● Требования
Назовите все темы, которыми статья о серии «Соломаткины кресты» условно обозначает четыре деревянных объекта.

IV. Серия объектов “Соломаткины кресты”
Из живописи тема крестов переходит в серию из четырех деревянных объектов 1998 года, которую автор посвятил жанристу XIX века Леониду Соломаткину. Все объекты разнохарактерны и вызывают разные эмоции. Условно их можно тематизировать как псалом (1), плач (2), молитву (3) и пляс (4).
Псалом
Первый объект можно назвать крестом Саваофа. Он цвета индиго, сложной геометрической формы, в которой на крест наложен квадрат. Этот объект эзотеричен и торжественно-славен, от него исходит священная власть. Это минималистский храм. Вознесенность его конструкции предполагает поклонение, пропорциональная пространственная мощь и таинственная энергия цвета повергают в трепет.
Плач
Второй объект, как можно предположить, — Могильный крест. В нем значение фактуры дерева наиболее велико: тяжелый путь закончился под ним. Могильный крест — один из самых эмоционально переполненных национальных архетипов. Едва ли найдется другой русский символ, который вмещал бы в себя такой объем чувств и генетической памяти. Здесь естественная брутальность материала и аскетичность композиционного решения особенно впечатляют. Непосредственно ощущаемая телесная изможденность и “истраченность” говорят о проклятии, сопровождающем материальную воплощенность. С деревянных плоскостей, похожих на загрубевшие ладони, смотрит память о пережитом. Естественный вертикальный гигантизм этого объекта буквально погребает под собой.
Молитва
Третий объект — самый лиричный. Это Православный крест, нежно-голубого цвета, с милостиво скругленными очертаниями, излучающий кротость и утешение. Он находится в особом диалоге с окружающим пространством: не в покоряюще-торжественном, как крест Саваофа, и не в энергично-трагическом, как Могильный крест, а, скорее, в растворяюще-примиряющем. Этот крест излучает мягкий тающий свет и имеет неустойчивое, суженное книзу основание, что возвращает нас к концепту непроявленности, напрямую связанному у Кравцева с темой национальной судьбы.

● Отображаемые данные

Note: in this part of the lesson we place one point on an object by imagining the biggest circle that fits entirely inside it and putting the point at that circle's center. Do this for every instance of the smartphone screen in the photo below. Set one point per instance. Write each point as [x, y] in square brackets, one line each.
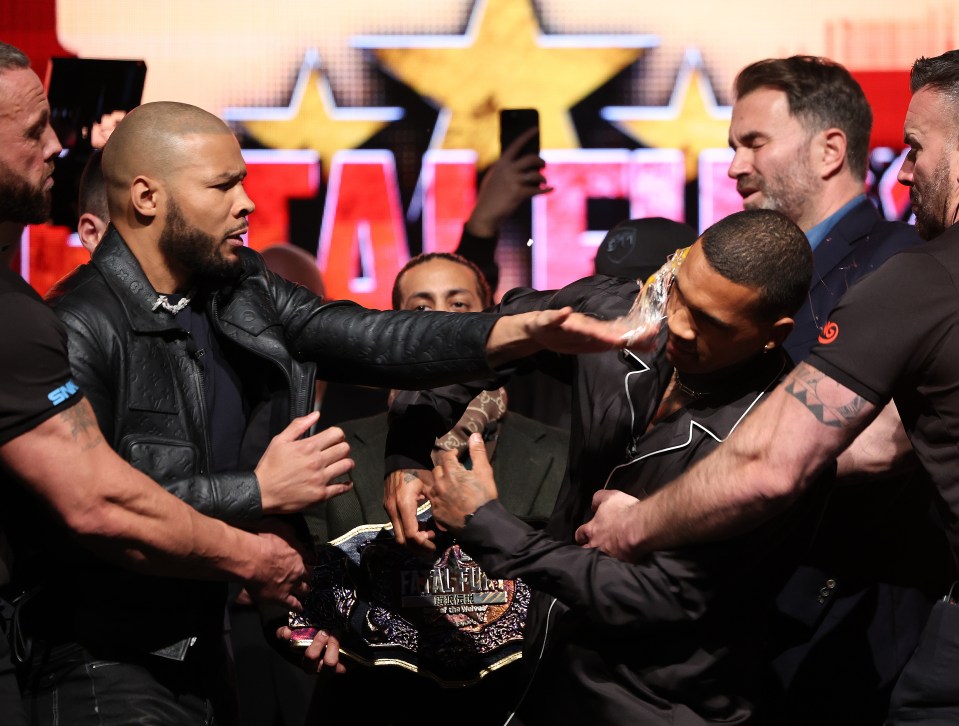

● Результат выполнения
Псалом, плач, молитва, пляс.